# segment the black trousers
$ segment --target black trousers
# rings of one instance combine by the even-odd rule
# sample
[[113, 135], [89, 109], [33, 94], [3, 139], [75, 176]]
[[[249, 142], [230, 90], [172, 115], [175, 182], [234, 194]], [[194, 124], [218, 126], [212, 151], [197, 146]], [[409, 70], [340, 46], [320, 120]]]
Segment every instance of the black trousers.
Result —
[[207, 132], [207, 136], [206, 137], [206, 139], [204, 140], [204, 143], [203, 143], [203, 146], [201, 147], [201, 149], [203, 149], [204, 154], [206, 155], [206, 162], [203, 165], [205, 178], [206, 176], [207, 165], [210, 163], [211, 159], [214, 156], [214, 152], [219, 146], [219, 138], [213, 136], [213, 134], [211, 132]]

========

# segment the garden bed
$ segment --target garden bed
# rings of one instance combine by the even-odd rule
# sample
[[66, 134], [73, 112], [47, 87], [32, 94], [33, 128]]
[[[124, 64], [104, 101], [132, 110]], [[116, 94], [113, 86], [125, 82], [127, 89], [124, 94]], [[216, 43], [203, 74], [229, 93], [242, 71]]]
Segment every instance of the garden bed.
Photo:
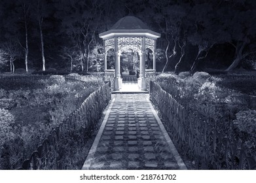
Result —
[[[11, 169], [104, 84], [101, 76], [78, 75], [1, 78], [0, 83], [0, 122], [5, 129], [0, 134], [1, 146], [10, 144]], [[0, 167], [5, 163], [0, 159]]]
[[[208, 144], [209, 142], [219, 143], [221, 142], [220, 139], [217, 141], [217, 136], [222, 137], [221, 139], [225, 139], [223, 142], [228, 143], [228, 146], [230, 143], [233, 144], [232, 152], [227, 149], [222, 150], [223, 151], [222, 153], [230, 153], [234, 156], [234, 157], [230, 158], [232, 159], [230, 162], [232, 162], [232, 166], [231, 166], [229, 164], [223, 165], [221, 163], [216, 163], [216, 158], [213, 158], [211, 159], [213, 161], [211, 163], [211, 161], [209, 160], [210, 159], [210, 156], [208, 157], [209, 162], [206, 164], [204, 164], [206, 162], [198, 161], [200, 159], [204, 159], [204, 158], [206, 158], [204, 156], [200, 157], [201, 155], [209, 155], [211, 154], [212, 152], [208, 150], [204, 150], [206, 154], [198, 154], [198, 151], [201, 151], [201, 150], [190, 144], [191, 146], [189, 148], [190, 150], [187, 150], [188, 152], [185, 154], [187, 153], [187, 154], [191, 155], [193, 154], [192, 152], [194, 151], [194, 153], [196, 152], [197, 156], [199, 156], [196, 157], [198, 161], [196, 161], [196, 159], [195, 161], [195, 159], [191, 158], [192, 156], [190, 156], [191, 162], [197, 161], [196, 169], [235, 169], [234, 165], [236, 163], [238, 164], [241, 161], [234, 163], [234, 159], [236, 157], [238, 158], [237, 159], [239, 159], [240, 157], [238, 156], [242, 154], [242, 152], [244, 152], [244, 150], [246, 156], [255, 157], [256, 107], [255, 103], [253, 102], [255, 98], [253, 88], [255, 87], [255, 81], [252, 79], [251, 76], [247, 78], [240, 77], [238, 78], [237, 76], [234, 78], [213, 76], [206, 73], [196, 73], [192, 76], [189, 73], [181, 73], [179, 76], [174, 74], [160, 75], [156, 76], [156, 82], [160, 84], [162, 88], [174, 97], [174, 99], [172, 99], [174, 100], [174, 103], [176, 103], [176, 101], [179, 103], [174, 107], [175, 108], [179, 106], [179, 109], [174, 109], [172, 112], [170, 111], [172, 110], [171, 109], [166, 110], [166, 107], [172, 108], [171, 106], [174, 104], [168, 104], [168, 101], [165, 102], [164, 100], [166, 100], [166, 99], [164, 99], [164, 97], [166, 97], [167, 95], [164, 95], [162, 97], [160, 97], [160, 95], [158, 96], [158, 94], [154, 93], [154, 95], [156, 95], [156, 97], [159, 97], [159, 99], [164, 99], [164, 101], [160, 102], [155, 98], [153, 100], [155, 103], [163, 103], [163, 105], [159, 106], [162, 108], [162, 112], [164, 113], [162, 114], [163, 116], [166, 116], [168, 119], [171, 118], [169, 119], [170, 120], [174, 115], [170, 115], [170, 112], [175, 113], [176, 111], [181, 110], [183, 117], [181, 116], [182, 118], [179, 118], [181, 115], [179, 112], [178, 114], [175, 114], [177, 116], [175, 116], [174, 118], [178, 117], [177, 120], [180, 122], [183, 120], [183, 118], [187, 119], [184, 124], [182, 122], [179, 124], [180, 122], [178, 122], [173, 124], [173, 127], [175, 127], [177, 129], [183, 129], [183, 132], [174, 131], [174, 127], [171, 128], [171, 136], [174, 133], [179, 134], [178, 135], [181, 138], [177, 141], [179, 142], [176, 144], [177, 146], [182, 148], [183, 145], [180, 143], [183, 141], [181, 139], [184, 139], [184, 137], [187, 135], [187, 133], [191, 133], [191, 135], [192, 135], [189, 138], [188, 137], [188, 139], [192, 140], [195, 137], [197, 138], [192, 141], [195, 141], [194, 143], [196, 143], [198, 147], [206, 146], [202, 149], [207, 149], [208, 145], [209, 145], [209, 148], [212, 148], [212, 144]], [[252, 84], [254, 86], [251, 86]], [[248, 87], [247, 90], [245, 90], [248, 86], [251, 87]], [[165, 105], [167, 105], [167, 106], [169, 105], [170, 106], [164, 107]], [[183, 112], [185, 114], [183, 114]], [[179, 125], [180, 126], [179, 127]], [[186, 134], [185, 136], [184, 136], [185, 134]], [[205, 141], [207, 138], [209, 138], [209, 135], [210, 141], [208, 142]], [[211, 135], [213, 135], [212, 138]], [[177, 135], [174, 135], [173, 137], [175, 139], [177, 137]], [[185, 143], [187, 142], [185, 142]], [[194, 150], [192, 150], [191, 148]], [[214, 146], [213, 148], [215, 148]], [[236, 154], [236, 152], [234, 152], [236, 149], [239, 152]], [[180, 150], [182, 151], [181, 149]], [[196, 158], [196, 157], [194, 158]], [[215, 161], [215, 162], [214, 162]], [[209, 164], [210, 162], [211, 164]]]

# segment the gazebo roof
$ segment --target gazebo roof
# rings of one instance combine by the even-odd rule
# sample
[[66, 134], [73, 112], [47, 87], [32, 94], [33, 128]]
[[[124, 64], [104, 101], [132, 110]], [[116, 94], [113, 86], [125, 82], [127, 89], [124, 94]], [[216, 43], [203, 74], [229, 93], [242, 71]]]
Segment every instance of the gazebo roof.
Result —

========

_SHORT EXERCISE_
Copy out, unchanged, every line from the one containing "# segment the black trousers" down to and including the one containing "[[113, 135], [89, 109], [33, 94], [3, 139], [75, 176]]".

_OUTPUT BELOW_
# segment the black trousers
$ segment --target black trousers
# rings of one instance combine by the even-odd rule
# sample
[[113, 135], [89, 109], [33, 94], [3, 139], [75, 176]]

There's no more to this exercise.